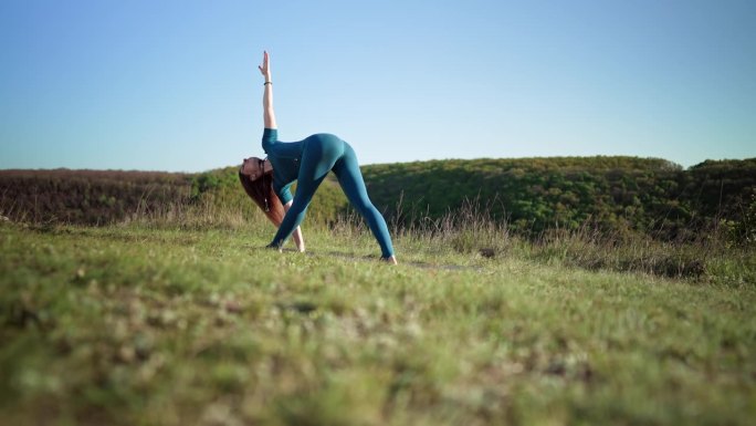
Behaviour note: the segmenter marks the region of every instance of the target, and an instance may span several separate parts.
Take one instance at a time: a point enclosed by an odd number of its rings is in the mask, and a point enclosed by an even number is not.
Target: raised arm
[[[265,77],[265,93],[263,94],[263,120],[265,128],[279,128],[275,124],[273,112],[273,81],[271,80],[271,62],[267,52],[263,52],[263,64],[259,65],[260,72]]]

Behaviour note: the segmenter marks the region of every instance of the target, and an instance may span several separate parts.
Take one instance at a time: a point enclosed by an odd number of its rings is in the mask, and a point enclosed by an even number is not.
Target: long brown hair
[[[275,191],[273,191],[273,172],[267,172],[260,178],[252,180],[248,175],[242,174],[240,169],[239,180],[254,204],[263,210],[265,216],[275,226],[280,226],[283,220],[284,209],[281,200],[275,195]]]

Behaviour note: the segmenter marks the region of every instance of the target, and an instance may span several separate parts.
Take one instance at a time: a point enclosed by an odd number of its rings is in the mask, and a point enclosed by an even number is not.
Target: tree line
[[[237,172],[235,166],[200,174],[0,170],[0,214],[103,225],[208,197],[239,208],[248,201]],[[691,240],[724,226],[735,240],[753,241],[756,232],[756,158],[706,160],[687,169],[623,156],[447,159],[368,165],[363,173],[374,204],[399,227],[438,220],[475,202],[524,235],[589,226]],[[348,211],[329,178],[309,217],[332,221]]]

=-=-=-=-=

# [What to work on]
Rewrite all of the records with "segmenter" changed to "annotator" and everything else left the same. Leave the pictures out.

# [Complete answer]
Behaviour note: the annotator marks the region of every instance of the target, and an instance may span several separate parts.
Take one instance at a time: a point enclosed by an odd number of its rings is in the mask, and a point enclosed by an even number is not.
Target: raised arm
[[[265,77],[265,93],[263,94],[263,120],[265,128],[279,128],[275,124],[273,112],[273,81],[271,80],[271,62],[267,52],[263,52],[263,64],[259,65],[260,72]]]

Behaviour note: the annotator marks the region of every instance of the target, and an instance may span several separate parts.
Take one instance at a time: a point enclosed by an odd number of its rings is in the mask, and a point enclosed by an even number is not.
Target: long brown hair
[[[275,191],[273,191],[273,172],[267,172],[260,178],[252,180],[248,175],[242,174],[240,169],[239,180],[254,204],[263,210],[265,216],[275,226],[280,226],[283,220],[284,209],[281,200],[275,195]]]

Behaviour note: the annotator marks the region of every instance of the target, and an instance may span several separate parts.
Take one instance at a time: a point enclosed by an odd number of its rings is in the mask, and a point enclosed by an even number is not.
Target: tree line
[[[237,172],[235,166],[200,174],[0,170],[0,214],[103,225],[208,197],[239,208],[248,201]],[[691,240],[724,226],[735,240],[753,241],[756,232],[756,158],[706,160],[687,169],[623,156],[447,159],[368,165],[363,173],[374,204],[399,227],[438,220],[475,202],[524,235],[589,226]],[[348,211],[329,178],[309,217],[332,221]]]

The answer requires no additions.